┌─ Text block
RE: Hadoop encryption module as Apache Chimera incubator project

Zheng, Kai Thu, 21 Jan 2016 17:12:10 -0800

Thanks Chris for the pointer and Uma for the confirm!

I'm happy to know HADOOP-11127 and there are already so many solid discussions 
in it. I will go through it, make my investigation and see how I can help in 
the effort.


Sure let's go back to Chimera and sorry fo the interrupt.

Regards,
Kai

-----Original Message-----
From: Gangumalla, Uma [mailto:[email protected]] 
Sent: Friday, January 22, 2016 8:38 AM
To: [email protected]
Subject: Re: Hadoop encryption module as Apache Chimera incubator project

>Uma and everyone, thank you for the proposal.  +1 to proceed.
Thanks Chris for your feedback.

Kai Wrote:
I believe Haifeng had mentioned the problem in a call when discussing erasure 
coding work, but until now I got to understand what's the problem and how 
Chimera or Snappy Java solved it. It looks like there can be some thin clients 
that don't rely on Hadoop installation so no libhadoop.so is available to use 
on the client host. The approach mentioned here is to bundle the library file 
(*.so) into a jar and dynamically extract the file when loading it. When no 
library file is contained in the jar then it goes to the normal case, loading 
it from an installation. It's smart and nice! My question is, could we consider 
to adopt the approach for libhadoop.so library? It might be worth to discuss 
because, we're bundling more and more things into the library (recently we just 
put Intel ISA-L support into it), and such things may be desired for such 
clients. It may also be helpful for development, because sometimes when run 
unit tests that involve native codes, some error may happen and complain no 
place to find libhadoop.so. Thanks.
└─
┌─ Provided material
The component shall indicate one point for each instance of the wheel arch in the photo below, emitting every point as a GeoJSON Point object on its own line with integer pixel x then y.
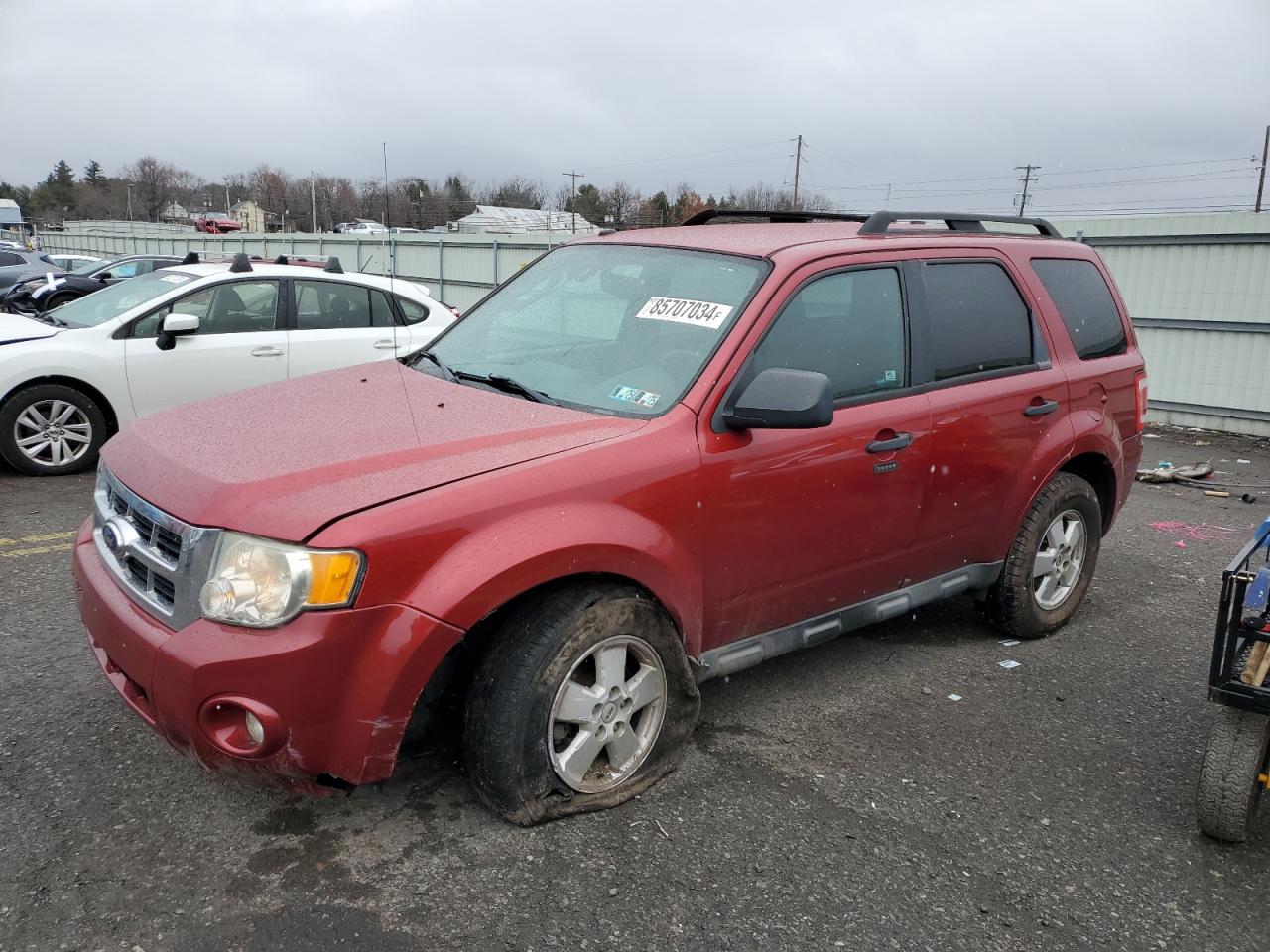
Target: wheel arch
{"type": "Point", "coordinates": [1097, 470]}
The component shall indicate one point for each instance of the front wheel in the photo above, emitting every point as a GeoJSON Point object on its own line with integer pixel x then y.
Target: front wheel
{"type": "Point", "coordinates": [51, 429]}
{"type": "Point", "coordinates": [583, 701]}
{"type": "Point", "coordinates": [1052, 560]}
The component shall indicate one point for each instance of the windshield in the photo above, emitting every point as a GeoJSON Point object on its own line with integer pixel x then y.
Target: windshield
{"type": "Point", "coordinates": [617, 327]}
{"type": "Point", "coordinates": [114, 299]}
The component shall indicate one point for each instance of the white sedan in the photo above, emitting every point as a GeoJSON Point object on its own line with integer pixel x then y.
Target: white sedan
{"type": "Point", "coordinates": [71, 377]}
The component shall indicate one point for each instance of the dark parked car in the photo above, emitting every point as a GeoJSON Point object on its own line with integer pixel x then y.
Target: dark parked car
{"type": "Point", "coordinates": [46, 290]}
{"type": "Point", "coordinates": [18, 266]}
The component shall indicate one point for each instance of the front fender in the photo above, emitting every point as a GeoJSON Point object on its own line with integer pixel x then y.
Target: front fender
{"type": "Point", "coordinates": [489, 567]}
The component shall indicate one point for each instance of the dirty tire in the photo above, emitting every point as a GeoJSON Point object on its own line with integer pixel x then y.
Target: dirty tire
{"type": "Point", "coordinates": [36, 395]}
{"type": "Point", "coordinates": [509, 703]}
{"type": "Point", "coordinates": [1229, 792]}
{"type": "Point", "coordinates": [1011, 603]}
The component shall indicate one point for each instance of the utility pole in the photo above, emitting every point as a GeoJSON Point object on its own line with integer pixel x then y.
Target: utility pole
{"type": "Point", "coordinates": [1261, 179]}
{"type": "Point", "coordinates": [572, 194]}
{"type": "Point", "coordinates": [1028, 178]}
{"type": "Point", "coordinates": [798, 167]}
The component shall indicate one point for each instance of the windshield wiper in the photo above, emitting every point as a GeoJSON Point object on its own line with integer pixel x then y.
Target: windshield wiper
{"type": "Point", "coordinates": [509, 385]}
{"type": "Point", "coordinates": [445, 373]}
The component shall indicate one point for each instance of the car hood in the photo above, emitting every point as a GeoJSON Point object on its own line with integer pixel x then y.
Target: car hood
{"type": "Point", "coordinates": [285, 460]}
{"type": "Point", "coordinates": [16, 329]}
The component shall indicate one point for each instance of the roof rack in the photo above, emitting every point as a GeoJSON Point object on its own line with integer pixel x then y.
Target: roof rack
{"type": "Point", "coordinates": [710, 214]}
{"type": "Point", "coordinates": [880, 222]}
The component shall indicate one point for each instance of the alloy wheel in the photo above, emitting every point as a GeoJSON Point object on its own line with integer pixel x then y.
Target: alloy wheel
{"type": "Point", "coordinates": [1060, 560]}
{"type": "Point", "coordinates": [53, 433]}
{"type": "Point", "coordinates": [607, 714]}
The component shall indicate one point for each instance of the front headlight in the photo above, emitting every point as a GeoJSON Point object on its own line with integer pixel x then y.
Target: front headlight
{"type": "Point", "coordinates": [261, 584]}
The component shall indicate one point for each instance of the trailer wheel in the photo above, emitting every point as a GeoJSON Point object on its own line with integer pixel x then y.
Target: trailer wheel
{"type": "Point", "coordinates": [1230, 779]}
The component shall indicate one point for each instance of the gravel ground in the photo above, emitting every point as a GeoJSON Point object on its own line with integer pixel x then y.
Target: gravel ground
{"type": "Point", "coordinates": [832, 798]}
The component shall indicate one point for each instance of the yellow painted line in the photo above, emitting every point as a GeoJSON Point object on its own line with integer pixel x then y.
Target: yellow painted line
{"type": "Point", "coordinates": [46, 537]}
{"type": "Point", "coordinates": [37, 549]}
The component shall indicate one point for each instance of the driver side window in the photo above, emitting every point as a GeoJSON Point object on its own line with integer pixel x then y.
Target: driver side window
{"type": "Point", "coordinates": [236, 307]}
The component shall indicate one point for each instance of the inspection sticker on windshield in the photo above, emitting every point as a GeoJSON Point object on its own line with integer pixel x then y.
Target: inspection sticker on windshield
{"type": "Point", "coordinates": [701, 313]}
{"type": "Point", "coordinates": [634, 395]}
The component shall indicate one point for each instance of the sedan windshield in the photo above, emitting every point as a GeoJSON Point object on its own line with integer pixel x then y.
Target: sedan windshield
{"type": "Point", "coordinates": [622, 329]}
{"type": "Point", "coordinates": [113, 299]}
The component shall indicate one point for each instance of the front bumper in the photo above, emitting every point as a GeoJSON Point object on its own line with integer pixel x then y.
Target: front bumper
{"type": "Point", "coordinates": [343, 683]}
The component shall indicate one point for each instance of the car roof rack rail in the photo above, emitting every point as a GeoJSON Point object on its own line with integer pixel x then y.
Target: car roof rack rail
{"type": "Point", "coordinates": [784, 217]}
{"type": "Point", "coordinates": [880, 222]}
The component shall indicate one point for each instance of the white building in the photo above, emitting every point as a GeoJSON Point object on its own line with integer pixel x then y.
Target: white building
{"type": "Point", "coordinates": [517, 221]}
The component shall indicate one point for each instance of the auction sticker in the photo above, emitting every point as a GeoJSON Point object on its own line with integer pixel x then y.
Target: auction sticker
{"type": "Point", "coordinates": [681, 309]}
{"type": "Point", "coordinates": [634, 395]}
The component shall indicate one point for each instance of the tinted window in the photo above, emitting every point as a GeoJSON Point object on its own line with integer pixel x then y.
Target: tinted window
{"type": "Point", "coordinates": [236, 307]}
{"type": "Point", "coordinates": [327, 304]}
{"type": "Point", "coordinates": [848, 326]}
{"type": "Point", "coordinates": [412, 311]}
{"type": "Point", "coordinates": [978, 320]}
{"type": "Point", "coordinates": [1084, 303]}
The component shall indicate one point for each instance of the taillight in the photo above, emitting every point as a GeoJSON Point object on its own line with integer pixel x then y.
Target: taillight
{"type": "Point", "coordinates": [1142, 400]}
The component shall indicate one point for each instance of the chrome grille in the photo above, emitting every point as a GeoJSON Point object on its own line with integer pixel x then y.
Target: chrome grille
{"type": "Point", "coordinates": [159, 560]}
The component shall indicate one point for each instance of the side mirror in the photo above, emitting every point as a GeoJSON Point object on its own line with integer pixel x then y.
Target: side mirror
{"type": "Point", "coordinates": [176, 325]}
{"type": "Point", "coordinates": [781, 399]}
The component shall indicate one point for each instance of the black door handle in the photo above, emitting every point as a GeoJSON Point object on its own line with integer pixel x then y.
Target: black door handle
{"type": "Point", "coordinates": [889, 445]}
{"type": "Point", "coordinates": [1040, 409]}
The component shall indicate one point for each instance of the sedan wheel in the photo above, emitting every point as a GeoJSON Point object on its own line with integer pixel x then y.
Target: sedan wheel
{"type": "Point", "coordinates": [53, 433]}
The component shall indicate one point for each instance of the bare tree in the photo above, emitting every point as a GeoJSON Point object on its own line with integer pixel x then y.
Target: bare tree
{"type": "Point", "coordinates": [153, 182]}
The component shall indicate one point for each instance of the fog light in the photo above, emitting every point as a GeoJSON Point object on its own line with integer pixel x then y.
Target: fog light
{"type": "Point", "coordinates": [254, 729]}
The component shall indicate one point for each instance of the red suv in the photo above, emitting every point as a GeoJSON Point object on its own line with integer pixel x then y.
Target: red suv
{"type": "Point", "coordinates": [652, 458]}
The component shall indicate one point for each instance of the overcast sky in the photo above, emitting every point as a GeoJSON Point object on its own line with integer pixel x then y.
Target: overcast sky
{"type": "Point", "coordinates": [659, 91]}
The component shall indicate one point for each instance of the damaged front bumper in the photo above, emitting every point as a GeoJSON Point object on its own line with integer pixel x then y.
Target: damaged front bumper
{"type": "Point", "coordinates": [331, 692]}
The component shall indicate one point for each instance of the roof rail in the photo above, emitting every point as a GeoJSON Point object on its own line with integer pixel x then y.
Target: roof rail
{"type": "Point", "coordinates": [880, 222]}
{"type": "Point", "coordinates": [710, 214]}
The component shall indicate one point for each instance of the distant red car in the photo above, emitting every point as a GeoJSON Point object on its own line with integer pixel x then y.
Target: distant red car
{"type": "Point", "coordinates": [216, 223]}
{"type": "Point", "coordinates": [649, 460]}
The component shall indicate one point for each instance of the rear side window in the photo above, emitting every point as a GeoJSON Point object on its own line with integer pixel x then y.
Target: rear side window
{"type": "Point", "coordinates": [327, 304]}
{"type": "Point", "coordinates": [1084, 303]}
{"type": "Point", "coordinates": [978, 320]}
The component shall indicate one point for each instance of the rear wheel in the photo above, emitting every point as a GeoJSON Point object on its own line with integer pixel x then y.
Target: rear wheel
{"type": "Point", "coordinates": [1233, 774]}
{"type": "Point", "coordinates": [51, 429]}
{"type": "Point", "coordinates": [583, 701]}
{"type": "Point", "coordinates": [1052, 560]}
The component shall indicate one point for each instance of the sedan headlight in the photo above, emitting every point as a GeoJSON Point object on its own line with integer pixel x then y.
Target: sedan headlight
{"type": "Point", "coordinates": [261, 584]}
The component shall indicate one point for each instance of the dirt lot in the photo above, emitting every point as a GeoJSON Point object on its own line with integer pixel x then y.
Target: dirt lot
{"type": "Point", "coordinates": [832, 798]}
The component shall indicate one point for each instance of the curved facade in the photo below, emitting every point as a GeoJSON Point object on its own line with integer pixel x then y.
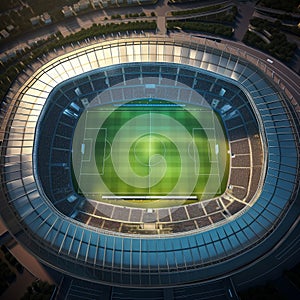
└─
• What to work on:
a - From the Chimera email thread, extract the passage between "Zheng, Kai Thu, 21" and "fo the interrupt.", inclusive.
b - Answer these questions about the Chimera email thread:
(i) Which issue number does Kai say he is happy to know about?
(ii) In Kai's quoted message, what support was recently put into the library?
(iii) On what day and date was Uma's message sent?

• Complete answers:
a -
Zheng, Kai Thu, 21 Jan 2016 17:12:10 -0800

Thanks Chris for the pointer and Uma for the confirm!

I'm happy to know HADOOP-11127 and there are already so many solid discussions 
in it. I will go through it, make my investigation and see how I can help in 
the effort.


Sure let's go back to Chimera and sorry fo the interrupt.

b -
(i) HADOOP-11127
(ii) Intel ISA-L support
(iii) Friday, January 22, 2016